## EXERCISE OBJECTIVE
Rewrite the data below, putting "evaluation" in place of every occurrence of "benchmark" and keeping everything else the same.

[Location annotation dataset excerpts]
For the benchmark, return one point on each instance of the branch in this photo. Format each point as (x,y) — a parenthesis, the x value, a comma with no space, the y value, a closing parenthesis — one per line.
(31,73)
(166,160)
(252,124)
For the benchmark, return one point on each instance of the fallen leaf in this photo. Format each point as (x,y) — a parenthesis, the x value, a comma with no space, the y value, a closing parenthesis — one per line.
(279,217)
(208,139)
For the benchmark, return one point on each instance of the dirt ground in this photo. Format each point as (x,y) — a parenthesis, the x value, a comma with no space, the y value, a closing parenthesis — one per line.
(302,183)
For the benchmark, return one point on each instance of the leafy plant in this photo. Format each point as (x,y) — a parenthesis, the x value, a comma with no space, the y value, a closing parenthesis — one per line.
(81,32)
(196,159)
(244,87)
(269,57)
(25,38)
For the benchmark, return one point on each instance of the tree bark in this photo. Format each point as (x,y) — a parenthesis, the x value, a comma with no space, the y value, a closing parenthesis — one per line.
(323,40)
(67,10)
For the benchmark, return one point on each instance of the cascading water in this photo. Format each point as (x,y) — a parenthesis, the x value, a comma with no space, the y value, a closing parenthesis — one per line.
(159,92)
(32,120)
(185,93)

## COMPLETE OUTPUT
For the evaluation, return one point on each instance of the branch in this photo. Format each point as (x,y) — a parenthesis, the x value, a comma with no space, the y value, a closing parenthesis — one per line.
(31,73)
(166,160)
(252,124)
For the evaluation, return one point on each instance of the fallen leaf in this photo. Format each point as (x,y) — a parenthesis, the x value, a comma with no space, the y value, a closing parenthesis — one per line.
(279,217)
(208,139)
For the evaluation, return one point on each instance of the dirt ground in this photo. Format each point as (x,y) — a parenthesis, the x value, a comma with no space, the y value, a closing parenthesis — one per line.
(302,183)
For the evaluation, return one point on each instance of the leafy plant in this photo. Format each point as (x,y) — a parenthesis, the x value, a comma with no space, the y value, a closing parenthesis — one per line.
(81,32)
(196,159)
(244,87)
(269,57)
(25,38)
For the evaluation, return one point on each instance of the tree bark in this photo. Format each point as (x,y) — a parenthesis, the x value, a comma with no space, the y value, a closing parenthesis — one per line.
(323,40)
(67,10)
For the evaluation, return one point on each instance of the cascading water in this photo. Format each point as (x,y) — a parenthesis, the x value, a comma with no space, the y value, a closing parenthesis — one per line.
(159,92)
(32,120)
(185,93)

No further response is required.